What to work on.
Recast the entries below as a numbered list, omitting blank lines.

Data for this task.
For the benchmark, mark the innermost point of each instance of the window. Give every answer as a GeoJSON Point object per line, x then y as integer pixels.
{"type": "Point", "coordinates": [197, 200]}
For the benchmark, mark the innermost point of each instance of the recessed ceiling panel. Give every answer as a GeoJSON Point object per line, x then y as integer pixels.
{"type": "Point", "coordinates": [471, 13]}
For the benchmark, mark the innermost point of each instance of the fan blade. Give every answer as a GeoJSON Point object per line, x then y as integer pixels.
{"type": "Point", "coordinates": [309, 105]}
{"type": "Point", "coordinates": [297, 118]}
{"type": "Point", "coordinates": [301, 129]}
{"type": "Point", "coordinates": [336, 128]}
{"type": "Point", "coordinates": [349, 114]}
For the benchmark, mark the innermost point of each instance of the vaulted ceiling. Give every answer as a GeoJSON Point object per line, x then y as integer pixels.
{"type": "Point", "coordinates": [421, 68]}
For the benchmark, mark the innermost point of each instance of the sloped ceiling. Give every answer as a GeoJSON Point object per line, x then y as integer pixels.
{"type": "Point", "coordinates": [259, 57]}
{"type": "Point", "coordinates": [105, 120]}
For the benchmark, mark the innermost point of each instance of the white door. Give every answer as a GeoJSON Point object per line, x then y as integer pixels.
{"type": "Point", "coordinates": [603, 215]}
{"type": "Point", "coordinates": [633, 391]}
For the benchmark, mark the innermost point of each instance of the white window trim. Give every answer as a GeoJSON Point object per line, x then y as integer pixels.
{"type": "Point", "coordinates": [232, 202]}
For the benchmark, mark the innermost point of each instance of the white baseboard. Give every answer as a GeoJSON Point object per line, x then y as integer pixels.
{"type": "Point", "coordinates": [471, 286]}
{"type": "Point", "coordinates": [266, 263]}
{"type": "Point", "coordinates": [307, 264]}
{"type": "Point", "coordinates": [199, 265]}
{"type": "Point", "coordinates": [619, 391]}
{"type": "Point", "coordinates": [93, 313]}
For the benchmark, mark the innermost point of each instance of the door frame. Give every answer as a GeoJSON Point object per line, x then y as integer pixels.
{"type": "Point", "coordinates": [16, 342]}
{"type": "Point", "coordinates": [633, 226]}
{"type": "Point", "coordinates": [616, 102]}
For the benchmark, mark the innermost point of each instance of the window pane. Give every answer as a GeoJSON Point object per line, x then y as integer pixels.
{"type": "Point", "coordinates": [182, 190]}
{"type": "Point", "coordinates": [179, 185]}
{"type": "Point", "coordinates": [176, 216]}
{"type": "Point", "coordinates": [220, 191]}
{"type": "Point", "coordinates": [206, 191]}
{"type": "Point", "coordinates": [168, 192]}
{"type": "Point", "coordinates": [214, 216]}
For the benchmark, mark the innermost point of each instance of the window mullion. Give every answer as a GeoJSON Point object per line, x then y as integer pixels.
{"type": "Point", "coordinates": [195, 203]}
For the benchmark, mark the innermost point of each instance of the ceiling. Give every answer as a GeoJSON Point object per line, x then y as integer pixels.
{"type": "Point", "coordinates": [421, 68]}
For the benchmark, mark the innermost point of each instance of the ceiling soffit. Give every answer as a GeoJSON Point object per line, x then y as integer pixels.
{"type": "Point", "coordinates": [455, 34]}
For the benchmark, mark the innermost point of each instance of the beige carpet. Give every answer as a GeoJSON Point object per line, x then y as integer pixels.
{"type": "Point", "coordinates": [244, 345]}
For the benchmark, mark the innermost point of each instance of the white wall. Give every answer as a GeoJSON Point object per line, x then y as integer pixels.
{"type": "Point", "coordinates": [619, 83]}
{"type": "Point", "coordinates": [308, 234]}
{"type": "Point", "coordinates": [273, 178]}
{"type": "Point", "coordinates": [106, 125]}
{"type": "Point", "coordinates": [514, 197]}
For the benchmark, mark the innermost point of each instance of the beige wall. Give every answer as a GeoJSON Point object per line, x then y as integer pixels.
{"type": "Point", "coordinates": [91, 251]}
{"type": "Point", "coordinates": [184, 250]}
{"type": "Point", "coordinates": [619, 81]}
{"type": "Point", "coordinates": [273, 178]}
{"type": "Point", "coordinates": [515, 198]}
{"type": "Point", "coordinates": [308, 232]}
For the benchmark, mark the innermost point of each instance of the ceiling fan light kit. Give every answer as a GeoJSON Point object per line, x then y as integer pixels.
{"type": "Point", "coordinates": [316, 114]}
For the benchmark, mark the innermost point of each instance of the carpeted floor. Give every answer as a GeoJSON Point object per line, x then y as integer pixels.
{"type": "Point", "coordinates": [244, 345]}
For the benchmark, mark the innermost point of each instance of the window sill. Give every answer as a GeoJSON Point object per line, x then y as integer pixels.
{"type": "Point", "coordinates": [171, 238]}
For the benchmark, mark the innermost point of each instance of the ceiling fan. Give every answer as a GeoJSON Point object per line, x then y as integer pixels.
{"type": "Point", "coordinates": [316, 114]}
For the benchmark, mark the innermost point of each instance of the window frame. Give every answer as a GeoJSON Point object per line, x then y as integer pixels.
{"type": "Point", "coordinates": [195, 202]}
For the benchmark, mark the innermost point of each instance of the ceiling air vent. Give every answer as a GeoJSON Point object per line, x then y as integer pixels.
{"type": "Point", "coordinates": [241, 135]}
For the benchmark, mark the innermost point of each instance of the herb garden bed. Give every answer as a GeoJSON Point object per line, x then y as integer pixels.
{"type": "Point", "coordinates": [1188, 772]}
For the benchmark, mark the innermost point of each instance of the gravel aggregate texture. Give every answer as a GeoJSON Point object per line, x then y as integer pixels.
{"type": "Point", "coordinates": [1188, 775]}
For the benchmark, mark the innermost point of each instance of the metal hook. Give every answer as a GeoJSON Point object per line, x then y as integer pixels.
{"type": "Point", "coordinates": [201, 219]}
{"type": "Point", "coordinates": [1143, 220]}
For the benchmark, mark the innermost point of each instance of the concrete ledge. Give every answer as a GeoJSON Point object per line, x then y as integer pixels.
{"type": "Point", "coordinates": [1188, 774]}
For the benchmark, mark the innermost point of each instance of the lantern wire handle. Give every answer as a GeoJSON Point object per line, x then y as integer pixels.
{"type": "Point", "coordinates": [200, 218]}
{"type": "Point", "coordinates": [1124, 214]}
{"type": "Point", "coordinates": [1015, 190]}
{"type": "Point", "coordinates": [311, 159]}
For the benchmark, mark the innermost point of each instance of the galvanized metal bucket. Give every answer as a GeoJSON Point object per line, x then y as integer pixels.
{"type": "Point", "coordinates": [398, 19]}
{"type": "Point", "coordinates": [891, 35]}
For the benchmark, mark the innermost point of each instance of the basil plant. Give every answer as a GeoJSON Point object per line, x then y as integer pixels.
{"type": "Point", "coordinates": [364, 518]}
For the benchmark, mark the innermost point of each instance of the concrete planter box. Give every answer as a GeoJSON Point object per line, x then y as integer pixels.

Exercise solution.
1. For the benchmark, mark the innermost point of each instance of the window. Give every answer as a GeoJSON Point object per line, x then y as integer pixels.
2. {"type": "Point", "coordinates": [197, 200]}
3. For the benchmark, mark the innermost point of each instance of the recessed ceiling panel. Give every answer as a GeoJSON Point object per line, x then y as integer pixels.
4. {"type": "Point", "coordinates": [471, 13]}
5. For the benchmark, mark the innermost point of each instance of the fan blade. Give every answer as a GeoJSON Point object per line, x then y as integer pixels.
6. {"type": "Point", "coordinates": [309, 105]}
7. {"type": "Point", "coordinates": [297, 118]}
8. {"type": "Point", "coordinates": [301, 129]}
9. {"type": "Point", "coordinates": [336, 128]}
10. {"type": "Point", "coordinates": [349, 114]}
11. For the benchmark, mark the innermost point of each instance of the vaulted ceiling. Give every answer as a GeoJSON Point object per line, x then y as integer pixels.
12. {"type": "Point", "coordinates": [421, 68]}
13. For the benchmark, mark the innermost point of each instance of the sloped ceiling. Give every answer as a GeoJSON Point object per line, x then y as integer pixels.
14. {"type": "Point", "coordinates": [259, 57]}
15. {"type": "Point", "coordinates": [105, 120]}
16. For the benchmark, mark the innermost point of each instance of the white door. Give every answer as a GeoJSON Point object per line, x then y as integer pixels.
17. {"type": "Point", "coordinates": [603, 215]}
18. {"type": "Point", "coordinates": [633, 391]}
19. For the benchmark, mark the innermost point of each instance of the white window trim. Give every answer as a GeoJSON Point object per line, x then y as integer pixels.
20. {"type": "Point", "coordinates": [232, 202]}
21. For the benchmark, mark the innermost point of each instance of the white baseboard. Give every answer as a GeoJSON Point object per line, x then y as integer pixels.
22. {"type": "Point", "coordinates": [471, 286]}
23. {"type": "Point", "coordinates": [266, 263]}
24. {"type": "Point", "coordinates": [307, 264]}
25. {"type": "Point", "coordinates": [199, 265]}
26. {"type": "Point", "coordinates": [619, 391]}
27. {"type": "Point", "coordinates": [93, 313]}
28. For the benchmark, mark the innermost point of each instance of the door frame. Give every answer as a GeoJSON Point object per line, x then y as integer pixels.
29. {"type": "Point", "coordinates": [16, 342]}
30. {"type": "Point", "coordinates": [633, 226]}
31. {"type": "Point", "coordinates": [616, 102]}
32. For the benchmark, mark the innermost point of each instance of the window pane. Give every answer as a GeoJSON Point object per line, x then y as integer pixels.
33. {"type": "Point", "coordinates": [182, 190]}
34. {"type": "Point", "coordinates": [179, 185]}
35. {"type": "Point", "coordinates": [176, 216]}
36. {"type": "Point", "coordinates": [220, 191]}
37. {"type": "Point", "coordinates": [206, 191]}
38. {"type": "Point", "coordinates": [168, 192]}
39. {"type": "Point", "coordinates": [214, 216]}
40. For the benchmark, mark the innermost point of each instance of the window mullion. Give every answer as a GeoJSON Point object per line, x then y as integer pixels.
41. {"type": "Point", "coordinates": [195, 203]}
42. For the benchmark, mark the innermost point of each instance of the ceiling. Give every answer as a GeoJSON Point object per line, x then y as integer pixels.
43. {"type": "Point", "coordinates": [421, 68]}
44. For the benchmark, mark the innermost point of each instance of the ceiling soffit. Give every answer as a GeoJSON Point object per line, x then y as integer pixels.
45. {"type": "Point", "coordinates": [455, 34]}
46. For the benchmark, mark the innermost point of each instance of the beige carpet. Give every answer as a GeoJSON Point object per line, x then y as integer pixels.
47. {"type": "Point", "coordinates": [244, 345]}
48. For the benchmark, mark the innermost point of each instance of the white wall. Give every answer as a GeoJSON Point object per line, x then y as integer pixels.
49. {"type": "Point", "coordinates": [619, 83]}
50. {"type": "Point", "coordinates": [308, 234]}
51. {"type": "Point", "coordinates": [273, 178]}
52. {"type": "Point", "coordinates": [106, 125]}
53. {"type": "Point", "coordinates": [514, 197]}
54. For the benchmark, mark the innermost point of each instance of the beige wall. Give every answer as a GeoJSON Point object per line, x then y as integer pixels.
55. {"type": "Point", "coordinates": [91, 251]}
56. {"type": "Point", "coordinates": [184, 250]}
57. {"type": "Point", "coordinates": [619, 81]}
58. {"type": "Point", "coordinates": [273, 178]}
59. {"type": "Point", "coordinates": [515, 198]}
60. {"type": "Point", "coordinates": [308, 232]}
61. For the benchmark, mark the innermost point of each instance of the ceiling fan light kit. Give every answer as a GeoJSON Point object per line, x then y as integer pixels.
62. {"type": "Point", "coordinates": [316, 114]}
63. For the benchmark, mark the innermost point of each instance of the carpeted floor. Give every answer as a GeoJSON Point object per line, x then y as integer pixels.
64. {"type": "Point", "coordinates": [244, 345]}
65. For the benchmark, mark the innermost point of each instance of the window sill. Give every answer as a GeoJSON Point object per line, x then y as integer pixels.
66. {"type": "Point", "coordinates": [171, 238]}
67. For the benchmark, mark the innermost point of each instance of the ceiling fan. Give every answer as a GeoJSON Point object per line, x then y as integer pixels.
68. {"type": "Point", "coordinates": [316, 114]}
69. For the benchmark, mark the innermost point of each instance of the window frame. Give every answer as a GeoJSON Point object per line, x then y as integer pixels.
70. {"type": "Point", "coordinates": [195, 202]}
71. For the benchmark, mark the innermost point of each instance of the ceiling air vent. Give every answer as a GeoJSON Point object per line, x then y as integer pixels.
72. {"type": "Point", "coordinates": [241, 135]}
73. For the benchmark, mark the innermost point of each instance of the herb garden bed. Give every answer as a GeoJSON Point object per line, x then y as integer pixels.
74. {"type": "Point", "coordinates": [1188, 772]}
75. For the benchmark, mark the innermost point of each instance of the gravel aggregate texture. Give every answer as a GeoJSON Point object per line, x then y as integer pixels.
76. {"type": "Point", "coordinates": [1188, 775]}
77. For the benchmark, mark the innermost point of each instance of the metal hook. Give every answer as a GeoJSON Point object per line, x then y as integer pixels.
78. {"type": "Point", "coordinates": [201, 219]}
79. {"type": "Point", "coordinates": [1143, 220]}
80. For the benchmark, mark the innermost point of each instance of the concrete ledge. Give every answer as a GeoJSON Point object per line, x then y as integer pixels.
81. {"type": "Point", "coordinates": [1188, 774]}
82. For the benchmark, mark the innermost point of each instance of the lantern wire handle. Give every answer as a GeoJSON Point object per line, x then y as integer pixels.
83. {"type": "Point", "coordinates": [200, 218]}
84. {"type": "Point", "coordinates": [1124, 214]}
85. {"type": "Point", "coordinates": [1015, 190]}
86. {"type": "Point", "coordinates": [311, 159]}
87. For the benchmark, mark the innermost point of each instance of the galvanized metal bucket. Give every answer as a GeoJSON Point object per line, x then y as integer pixels.
88. {"type": "Point", "coordinates": [398, 19]}
89. {"type": "Point", "coordinates": [891, 35]}
90. For the benchmark, mark the innermost point of each instance of the basil plant. Give every answer as a GeoJSON Point object per line, x then y as integer pixels.
91. {"type": "Point", "coordinates": [364, 518]}
92. For the benchmark, mark the innermost point of each instance of the concrete planter box. Give every answer as a GeoJSON Point object per line, x then y as integer pixels.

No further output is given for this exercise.